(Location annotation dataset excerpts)
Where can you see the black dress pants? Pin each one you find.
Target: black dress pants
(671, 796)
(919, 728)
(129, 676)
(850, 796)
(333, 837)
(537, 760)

---

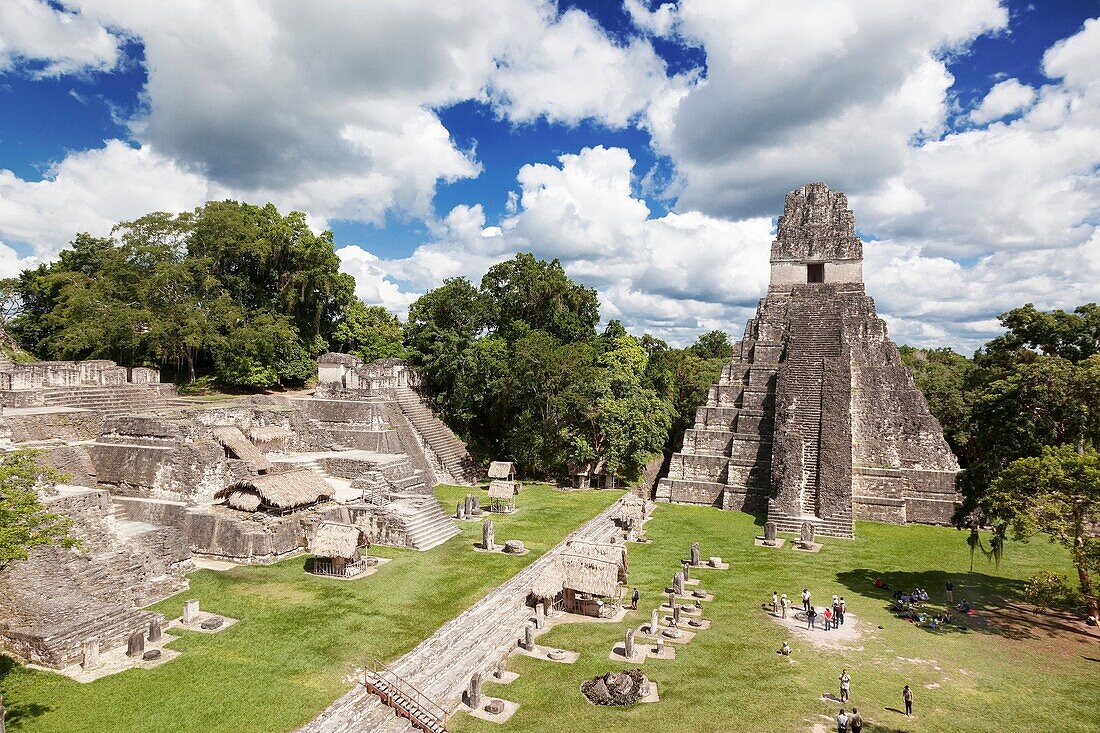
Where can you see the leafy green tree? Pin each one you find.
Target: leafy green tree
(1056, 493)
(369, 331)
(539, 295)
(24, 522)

# DIRECTIONS
Return every line of the items above that contains the word "each".

# RESPONSE TO THE EXERCISE
Where can you see the black dress pants? Pin each one you find.
Where can you see the leafy green tree? Pin each one you find.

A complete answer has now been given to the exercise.